Problem details: In the remembrance of the neighbor Lynn, roughly how many head of cattle did Lynn tend?

Text provided:
BEGIN

One of my few neighbors fell over (aged 50 years) earlier this month. He, to his surprise and the surprise of his friends and family, had a massive heart attack. The folk at Huntsville Hospital were able to keep him alive for a few days, but he passed on none-the-less.
Lynn was a good man.
I’ve never met a more kind hearted and industrious man than Lynn. He worked anywhere between 40 and 70 hours a week for TVA, worked nights and weekends tending roughly 80 head of his cattle on several different fields. As a guess Lynn mowed, raked, and bailed hay for 8 or 10 different folk several times a year. He had 6 or 7 tractors that could be reliably counted on not to start without divine intervention and the application of bailing wire and ether. It never slowed him down in the least. He restored/rebuilt classic muscle cars, reloaded his own ammo, took his daughter hunting religiously.
Lynn weighed 4 lbs and some odd ounces at birth. A veteran of the Gulf War and member of the Army Reserves, Lynn stood about 5’1 or so and clocked in at 115 lbs on a good day. His momma tried to baby him his entire life. If Lynn was mowing a field you could count on his mother either being at the edge of it or in a tractor lending a hand. She can run a tractor (and other farm implements) as well as any man. I suppose that in this part of rural Alabama/Tennessee when your husband dies (as hers did) that you pick up real quick on how to make shit work or you starve. Lynn was her only son and I am told that she is devastated.
Wifey and I went to the funeral and I can reliably report that folk in this neck of the woods don’t spend a whole lot of time in mourning. With the exception of Lynn’s mom and one or two of his friends it seems that every one of the 70 or so attendees had ulterior motives. The Baptist minister mistook the funeral for an opportunity to save wayward souls and spent 95 percent of his time in the limelight trying to bring folk to Jesus. Unwed/newly divorced girls dressed provocatively in sheer strips of black dresses that highlighted their breasts and tattoos while drawing attention away from the missing teeth and extra pounds. All the aunts, uncles and distant relatives leveraged the occasion to convene a family reunion that, considering the laughing, joking, and introductions, they clearly have not enjoyed in decades. Life goes on uninterrupted.
Meanwhile a good and simple man has passed beyond this life and I can’t help but think that heaven is better for having received him.

END

[Referring expression data]
BEGIN

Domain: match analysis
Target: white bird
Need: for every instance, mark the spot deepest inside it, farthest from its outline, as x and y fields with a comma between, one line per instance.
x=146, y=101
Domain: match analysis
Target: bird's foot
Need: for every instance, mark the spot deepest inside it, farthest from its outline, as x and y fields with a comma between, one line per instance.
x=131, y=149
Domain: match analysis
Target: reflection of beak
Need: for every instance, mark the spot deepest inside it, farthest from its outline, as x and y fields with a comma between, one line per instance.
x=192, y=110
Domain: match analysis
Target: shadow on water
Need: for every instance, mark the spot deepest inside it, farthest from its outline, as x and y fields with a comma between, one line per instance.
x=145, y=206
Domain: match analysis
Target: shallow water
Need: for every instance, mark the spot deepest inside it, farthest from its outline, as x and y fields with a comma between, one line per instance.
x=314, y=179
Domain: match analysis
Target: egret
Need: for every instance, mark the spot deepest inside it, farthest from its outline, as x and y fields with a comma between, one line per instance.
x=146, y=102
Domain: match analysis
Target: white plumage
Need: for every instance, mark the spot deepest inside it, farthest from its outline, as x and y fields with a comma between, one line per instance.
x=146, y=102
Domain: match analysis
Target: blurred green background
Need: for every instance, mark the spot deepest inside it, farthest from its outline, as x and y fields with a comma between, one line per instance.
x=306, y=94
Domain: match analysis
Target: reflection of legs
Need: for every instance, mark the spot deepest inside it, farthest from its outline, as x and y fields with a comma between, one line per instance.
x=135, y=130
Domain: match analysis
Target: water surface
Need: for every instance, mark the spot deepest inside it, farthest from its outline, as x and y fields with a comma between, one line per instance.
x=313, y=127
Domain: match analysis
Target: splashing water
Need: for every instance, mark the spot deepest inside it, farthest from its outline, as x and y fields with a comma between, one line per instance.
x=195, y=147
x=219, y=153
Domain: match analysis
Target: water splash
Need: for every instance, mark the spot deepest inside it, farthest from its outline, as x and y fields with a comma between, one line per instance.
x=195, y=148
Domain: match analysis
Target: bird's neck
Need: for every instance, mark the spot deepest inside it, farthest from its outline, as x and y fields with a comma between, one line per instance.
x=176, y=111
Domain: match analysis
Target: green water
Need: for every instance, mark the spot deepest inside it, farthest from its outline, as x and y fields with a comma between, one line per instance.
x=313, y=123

END

Response to the exercise: Roughly 80 head.